* **Exercises**:
1. From the patch thread, repeat the passage from "On 01/27/2015 01:36" up to and including "Gibson (2015-01-16 00:21:55)".
2. In the patch thread, list every parameter name that the function rtas_set_power_level takes.

* **Excerpt provided**:

On 01/27/2015 01:36 PM, Michael Roth wrote:
> Quoting David Gibson (2015-01-26 23:24:11)
>> On Sun, Jan 25, 2015 at 11:21:26PM -0600, Michael Roth wrote:
>>> Quoting David Gibson (2015-01-16 00:21:55)
>>>> On Tue, Dec 23, 2014 at 06:30:17AM -0600, Michael Roth wrote:
>>>>> From: Nathan Fontenot <nfont@linux.vnet.ibm.com>
>>>>>
>>>>> Signed-off-by: Nathan Fontenot <nfont@linux.vnet.ibm.com>
>>>>> Signed-off-by: Michael Roth <mdroth@linux.vnet.ibm.com>
>>>>> ---
>>>>>  hw/ppc/spapr_rtas.c | 25 +++++++++++++++++++++++++
>>>>>  1 file changed, 25 insertions(+)
>>>>>
>>>>> diff --git a/hw/ppc/spapr_rtas.c b/hw/ppc/spapr_rtas.c
>>>>> index 2ec2a8e..a2fb533 100644
>>>>> --- a/hw/ppc/spapr_rtas.c
>>>>> +++ b/hw/ppc/spapr_rtas.c
>>>>> @@ -290,6 +290,27 @@ static void rtas_ibm_os_term(PowerPCCPU *cpu,
>>>>>      rtas_st(rets, 0, ret);
>>>>>  }
>>>>>  
>>>>> +static void rtas_set_power_level(PowerPCCPU *cpu, sPAPREnvironment *spapr,
>>>>> +                                 uint32_t token, uint32_t nargs,
>>>>> +                                 target_ulong args, uint32_t nret,
>>>>> +                                 target_ulong rets)
>>>>> +{
>>>>> +    /* we currently only use a single, "live insert" powerdomain for
>>>>> +     * hotplugged/dlpar'd resources, so the power is always live/full (100)
>>>>> +     */
>>>>
>>>> Even so, you should at least validate the number of args and rets, and
>>>> preferably check that the user isn't attempt to set something for some
>>>> other, non-existent power domain.
>>>>
>>>>> +    rtas_st(rets, 0, RTAS_OUT_SUCCESS);
>>>>> +    rtas_st(rets, 1, 100);
>>>>> +}
>>>>> +
>>>>> +static void rtas_get_power_level(PowerPCCPU *cpu, sPAPREnvironment *spapr,
>>>>> +                                  uint32_t token, uint32_t nargs,
>>>>> +                                  target_ulong args, uint32_t nret,
>>>>> +                                  target_ulong rets)
>>>>> +{
>>>>> +    rtas_st(rets, 0, RTAS_OUT_SUCCESS);
>>>>> +    rtas_st(rets, 1, 100);
>>>>> +}
>>>>> +
>>>>>  static struct rtas_call {
>>>>>      const char *name;
>>>>>      spapr_rtas_fn fn;
>>>>> @@ -419,6 +440,10 @@ static void core_rtas_register_types(void)
>>>>>                          rtas_ibm_set_system_parameter);
>>>>>      spapr_rtas_register(RTAS_IBM_OS_TERM, "ibm,os-term",
>>>>>                          rtas_ibm_os_term);
>>>>> +    spapr_rtas_register(RTAS_SET_POWER_LEVEL, "set-power-level",
>>>>> +                        rtas_set_power_level);
>>>>> +    spapr_rtas_register(RTAS_GET_POWER_LEVEL, "get-power-level",
>>>>> +                        rtas_get_power_level);
>>>>>  }
>>>>>  
>>>>>  type_init(core_rtas_register_types)

* **Extracted entries**:
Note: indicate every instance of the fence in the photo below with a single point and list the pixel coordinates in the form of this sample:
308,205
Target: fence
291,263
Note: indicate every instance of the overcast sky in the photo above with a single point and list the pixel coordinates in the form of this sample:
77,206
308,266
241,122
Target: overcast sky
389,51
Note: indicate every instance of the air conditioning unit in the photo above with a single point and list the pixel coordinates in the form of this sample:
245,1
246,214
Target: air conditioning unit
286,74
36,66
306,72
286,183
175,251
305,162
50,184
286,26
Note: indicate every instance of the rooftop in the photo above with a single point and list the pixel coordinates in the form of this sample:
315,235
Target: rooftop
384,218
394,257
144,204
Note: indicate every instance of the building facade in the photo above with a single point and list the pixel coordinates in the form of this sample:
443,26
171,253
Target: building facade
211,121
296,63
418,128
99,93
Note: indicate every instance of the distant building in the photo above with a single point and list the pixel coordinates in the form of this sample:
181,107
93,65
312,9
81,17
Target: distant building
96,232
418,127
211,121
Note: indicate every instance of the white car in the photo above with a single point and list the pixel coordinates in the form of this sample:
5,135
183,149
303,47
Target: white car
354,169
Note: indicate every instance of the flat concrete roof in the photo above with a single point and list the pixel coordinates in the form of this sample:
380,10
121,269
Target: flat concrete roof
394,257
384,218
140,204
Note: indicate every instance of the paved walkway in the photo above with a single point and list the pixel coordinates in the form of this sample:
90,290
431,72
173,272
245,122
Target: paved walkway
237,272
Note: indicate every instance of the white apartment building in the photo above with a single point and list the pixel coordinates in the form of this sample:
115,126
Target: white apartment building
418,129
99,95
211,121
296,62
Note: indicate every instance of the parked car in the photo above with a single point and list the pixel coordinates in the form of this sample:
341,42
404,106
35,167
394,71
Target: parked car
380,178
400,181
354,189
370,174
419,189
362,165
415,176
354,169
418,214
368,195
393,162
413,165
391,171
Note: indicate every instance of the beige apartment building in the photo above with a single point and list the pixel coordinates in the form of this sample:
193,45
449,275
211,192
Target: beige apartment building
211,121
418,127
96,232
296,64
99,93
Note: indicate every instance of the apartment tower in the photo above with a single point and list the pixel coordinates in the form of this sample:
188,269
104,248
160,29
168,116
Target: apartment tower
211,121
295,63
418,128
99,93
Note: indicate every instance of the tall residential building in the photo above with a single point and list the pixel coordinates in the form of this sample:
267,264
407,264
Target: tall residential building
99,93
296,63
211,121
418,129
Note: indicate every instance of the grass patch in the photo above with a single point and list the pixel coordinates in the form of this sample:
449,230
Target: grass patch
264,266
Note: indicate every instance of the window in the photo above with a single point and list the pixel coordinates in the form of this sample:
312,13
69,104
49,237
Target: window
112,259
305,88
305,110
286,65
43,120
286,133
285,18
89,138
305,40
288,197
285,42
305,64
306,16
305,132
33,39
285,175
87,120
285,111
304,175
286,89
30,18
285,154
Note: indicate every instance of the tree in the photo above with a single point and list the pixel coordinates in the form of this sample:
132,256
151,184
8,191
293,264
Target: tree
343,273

* **Solution list**:
1.
On 01/27/2015 01:36 PM, Michael Roth wrote:
> Quoting David Gibson (2015-01-26 23:24:11)
>> On Sun, Jan 25, 2015 at 11:21:26PM -0600, Michael Roth wrote:
>>> Quoting David Gibson (2015-01-16 00:21:55)

2. cpu, spapr, token, nargs, args, nret, rets